● **LIST OF TASKS**:
A – The passage on divorce and co-parenting names who successful co-parenting techniques involve. List each of them.
B – According to the passage on divorce and co-parenting, what was the divorce rate in Illinois in 2017?
C – Continue the passage on divorce and co-parenting from its last sentence.

● **EXCERPT TO READ**:
☆ ☆ ☆ ☆ ☆ ☆ ☆

Though Illinois may hold a ranking as one of the states with the lowest divorce rate in the nation, it is important that married couples with children still recognize the signs of a failing marriage. According to the most recent data published by the Centers for Disease Control and Prevention as well as the National Center for Health Statistics, the current divorce rate in Illinois was 1.9 per 1,000 people in 2017. Sometimes a marriage does not work out, though. If divorce comes to be the best option for the relationship, then parents are recommended to prioritize the development and mental health of their child or children through co-parenting practices.
A 2016 academic study titled ‘Coparenting after marital dissolution and children’s mental health: a systematic review’ found that successful co-parenting techniques involve not only the parents but also the assistance of psychologists and pediatricians to make sure that children cope well with the process of divorce. Regular evaluation of the emotional states and developmental progress of children from divorced families is key to making sure children are equipped to handle the divorce.

☆ ☆ ☆ ☆ ☆ ☆ ☆

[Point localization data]
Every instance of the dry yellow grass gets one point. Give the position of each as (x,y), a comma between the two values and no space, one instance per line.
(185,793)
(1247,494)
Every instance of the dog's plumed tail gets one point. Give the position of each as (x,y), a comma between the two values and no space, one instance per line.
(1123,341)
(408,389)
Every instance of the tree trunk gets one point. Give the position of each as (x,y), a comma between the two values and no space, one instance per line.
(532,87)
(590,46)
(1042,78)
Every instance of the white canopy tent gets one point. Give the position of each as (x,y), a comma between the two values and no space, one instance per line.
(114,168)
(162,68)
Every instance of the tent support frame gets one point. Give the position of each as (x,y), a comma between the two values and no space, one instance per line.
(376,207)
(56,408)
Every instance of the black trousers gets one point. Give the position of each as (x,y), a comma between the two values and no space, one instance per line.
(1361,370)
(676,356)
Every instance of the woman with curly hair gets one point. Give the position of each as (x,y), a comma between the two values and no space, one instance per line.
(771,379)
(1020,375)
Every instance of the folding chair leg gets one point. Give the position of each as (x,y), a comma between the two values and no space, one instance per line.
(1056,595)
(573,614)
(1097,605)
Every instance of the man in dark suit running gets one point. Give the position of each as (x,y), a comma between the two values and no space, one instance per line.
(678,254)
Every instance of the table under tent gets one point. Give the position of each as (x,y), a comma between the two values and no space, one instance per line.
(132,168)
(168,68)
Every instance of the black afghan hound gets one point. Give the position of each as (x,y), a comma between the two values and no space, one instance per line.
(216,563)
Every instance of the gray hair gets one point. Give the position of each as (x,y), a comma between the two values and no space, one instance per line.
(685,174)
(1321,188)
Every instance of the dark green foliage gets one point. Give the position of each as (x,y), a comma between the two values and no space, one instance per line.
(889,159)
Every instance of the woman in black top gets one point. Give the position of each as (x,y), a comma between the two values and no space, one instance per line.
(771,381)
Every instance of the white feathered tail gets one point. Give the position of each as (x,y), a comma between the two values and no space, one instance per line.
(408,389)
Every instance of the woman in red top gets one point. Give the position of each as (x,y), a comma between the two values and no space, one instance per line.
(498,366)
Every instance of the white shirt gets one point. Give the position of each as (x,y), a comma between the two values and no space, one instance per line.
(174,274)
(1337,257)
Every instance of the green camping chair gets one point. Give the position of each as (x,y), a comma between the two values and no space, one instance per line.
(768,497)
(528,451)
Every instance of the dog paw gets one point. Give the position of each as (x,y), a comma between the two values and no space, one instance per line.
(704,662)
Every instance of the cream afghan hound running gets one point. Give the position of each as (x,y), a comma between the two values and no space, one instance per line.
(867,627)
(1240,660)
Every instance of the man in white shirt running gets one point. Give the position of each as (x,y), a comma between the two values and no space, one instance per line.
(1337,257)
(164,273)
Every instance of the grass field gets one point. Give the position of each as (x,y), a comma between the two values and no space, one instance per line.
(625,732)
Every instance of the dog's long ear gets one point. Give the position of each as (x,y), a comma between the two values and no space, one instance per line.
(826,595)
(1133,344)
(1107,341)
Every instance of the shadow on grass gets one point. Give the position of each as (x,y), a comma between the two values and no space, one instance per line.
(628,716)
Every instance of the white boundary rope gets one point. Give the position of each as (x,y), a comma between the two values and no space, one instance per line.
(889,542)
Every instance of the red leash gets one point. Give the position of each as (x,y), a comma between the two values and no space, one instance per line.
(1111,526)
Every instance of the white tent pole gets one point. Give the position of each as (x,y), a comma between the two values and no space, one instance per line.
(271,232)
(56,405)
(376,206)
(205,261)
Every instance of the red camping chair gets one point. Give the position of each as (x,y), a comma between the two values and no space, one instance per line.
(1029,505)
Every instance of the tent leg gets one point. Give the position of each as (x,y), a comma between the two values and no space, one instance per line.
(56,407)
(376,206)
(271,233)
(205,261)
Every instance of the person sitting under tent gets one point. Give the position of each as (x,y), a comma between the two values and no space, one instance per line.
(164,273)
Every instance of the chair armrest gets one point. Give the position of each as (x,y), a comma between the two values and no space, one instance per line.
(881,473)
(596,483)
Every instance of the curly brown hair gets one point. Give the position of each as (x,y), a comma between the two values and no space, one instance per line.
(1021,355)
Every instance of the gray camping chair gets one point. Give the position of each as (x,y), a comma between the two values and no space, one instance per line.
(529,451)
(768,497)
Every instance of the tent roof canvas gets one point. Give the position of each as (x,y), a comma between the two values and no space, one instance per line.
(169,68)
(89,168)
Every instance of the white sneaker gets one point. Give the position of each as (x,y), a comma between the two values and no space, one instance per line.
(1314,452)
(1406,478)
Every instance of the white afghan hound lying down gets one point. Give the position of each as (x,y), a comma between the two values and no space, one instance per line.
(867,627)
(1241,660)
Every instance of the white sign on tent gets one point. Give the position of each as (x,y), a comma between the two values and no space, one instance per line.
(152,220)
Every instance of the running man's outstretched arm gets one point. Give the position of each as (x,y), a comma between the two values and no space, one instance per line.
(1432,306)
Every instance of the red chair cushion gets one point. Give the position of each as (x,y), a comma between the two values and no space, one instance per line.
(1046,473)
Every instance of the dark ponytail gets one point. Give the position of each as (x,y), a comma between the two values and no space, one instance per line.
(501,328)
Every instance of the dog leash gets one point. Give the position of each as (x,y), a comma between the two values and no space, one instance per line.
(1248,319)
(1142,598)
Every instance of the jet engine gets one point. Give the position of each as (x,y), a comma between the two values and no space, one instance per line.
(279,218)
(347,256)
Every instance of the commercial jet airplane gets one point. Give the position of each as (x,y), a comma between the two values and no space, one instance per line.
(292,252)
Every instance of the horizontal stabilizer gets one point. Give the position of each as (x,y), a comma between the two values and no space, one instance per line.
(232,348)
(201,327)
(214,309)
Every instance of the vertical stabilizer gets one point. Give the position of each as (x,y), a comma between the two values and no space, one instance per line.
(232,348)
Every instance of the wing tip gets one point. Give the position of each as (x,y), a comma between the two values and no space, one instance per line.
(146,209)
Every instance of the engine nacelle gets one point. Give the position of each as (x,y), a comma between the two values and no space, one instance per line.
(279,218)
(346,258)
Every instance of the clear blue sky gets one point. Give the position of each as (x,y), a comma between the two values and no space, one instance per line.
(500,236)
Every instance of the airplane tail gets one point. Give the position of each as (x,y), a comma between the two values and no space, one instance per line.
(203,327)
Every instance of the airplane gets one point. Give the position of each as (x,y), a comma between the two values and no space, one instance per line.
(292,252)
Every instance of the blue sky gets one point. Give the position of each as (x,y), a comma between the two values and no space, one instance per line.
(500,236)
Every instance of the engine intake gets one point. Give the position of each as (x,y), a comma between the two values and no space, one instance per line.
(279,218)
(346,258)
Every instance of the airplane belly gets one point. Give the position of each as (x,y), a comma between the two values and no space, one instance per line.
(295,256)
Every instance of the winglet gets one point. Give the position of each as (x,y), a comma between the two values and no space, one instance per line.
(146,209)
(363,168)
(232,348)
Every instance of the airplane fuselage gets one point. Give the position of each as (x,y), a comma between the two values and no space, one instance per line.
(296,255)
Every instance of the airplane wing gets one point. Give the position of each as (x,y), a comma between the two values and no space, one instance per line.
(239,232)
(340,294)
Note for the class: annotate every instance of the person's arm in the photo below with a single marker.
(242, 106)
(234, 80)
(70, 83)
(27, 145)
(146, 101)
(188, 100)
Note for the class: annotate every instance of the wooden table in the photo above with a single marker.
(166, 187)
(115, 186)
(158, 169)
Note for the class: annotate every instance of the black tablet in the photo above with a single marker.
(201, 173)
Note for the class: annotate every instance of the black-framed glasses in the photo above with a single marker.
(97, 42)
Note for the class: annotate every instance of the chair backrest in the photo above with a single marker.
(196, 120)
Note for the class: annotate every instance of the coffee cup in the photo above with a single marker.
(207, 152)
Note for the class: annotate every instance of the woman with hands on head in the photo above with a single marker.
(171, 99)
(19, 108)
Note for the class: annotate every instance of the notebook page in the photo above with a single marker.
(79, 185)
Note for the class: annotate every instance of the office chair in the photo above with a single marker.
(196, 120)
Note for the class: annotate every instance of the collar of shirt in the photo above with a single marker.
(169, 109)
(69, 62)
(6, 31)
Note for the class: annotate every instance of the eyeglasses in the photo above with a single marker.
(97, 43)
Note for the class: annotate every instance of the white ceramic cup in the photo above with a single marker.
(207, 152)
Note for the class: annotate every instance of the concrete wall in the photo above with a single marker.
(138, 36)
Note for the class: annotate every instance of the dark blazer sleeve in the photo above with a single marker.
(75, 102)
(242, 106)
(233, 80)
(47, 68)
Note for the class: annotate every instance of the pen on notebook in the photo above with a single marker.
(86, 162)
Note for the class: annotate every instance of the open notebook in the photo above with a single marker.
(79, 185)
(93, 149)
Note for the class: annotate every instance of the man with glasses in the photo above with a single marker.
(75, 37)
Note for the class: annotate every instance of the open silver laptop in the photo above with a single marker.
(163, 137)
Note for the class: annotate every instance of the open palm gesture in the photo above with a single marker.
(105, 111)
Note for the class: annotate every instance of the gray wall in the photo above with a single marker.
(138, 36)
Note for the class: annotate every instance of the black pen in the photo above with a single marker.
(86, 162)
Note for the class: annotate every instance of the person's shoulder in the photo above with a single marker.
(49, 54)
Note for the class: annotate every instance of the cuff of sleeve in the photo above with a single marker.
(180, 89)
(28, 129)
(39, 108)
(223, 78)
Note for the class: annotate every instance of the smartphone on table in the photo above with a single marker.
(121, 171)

☆ ☆ ☆ ☆ ☆ ☆ ☆

● **ANSWERS GIVEN**:
A – parents, psychologists, pediatricians

B – It was 1.9 per 1,000 people.

C –
Additionally, even though divorced parents may disagree strongly with each other, those who co-parent cooperatively and present positive interactions to their children often have children with better mental health. Sometimes children may feel caught in the middle of arguments between divorced parents; a successful co-parenting plan makes sure the children are not a part of the arguments between adults. Divorced parents who are respectful towards each other, communicate openly and are united in a shared plan to raise safe and happy children can benefit from positive co-parenting.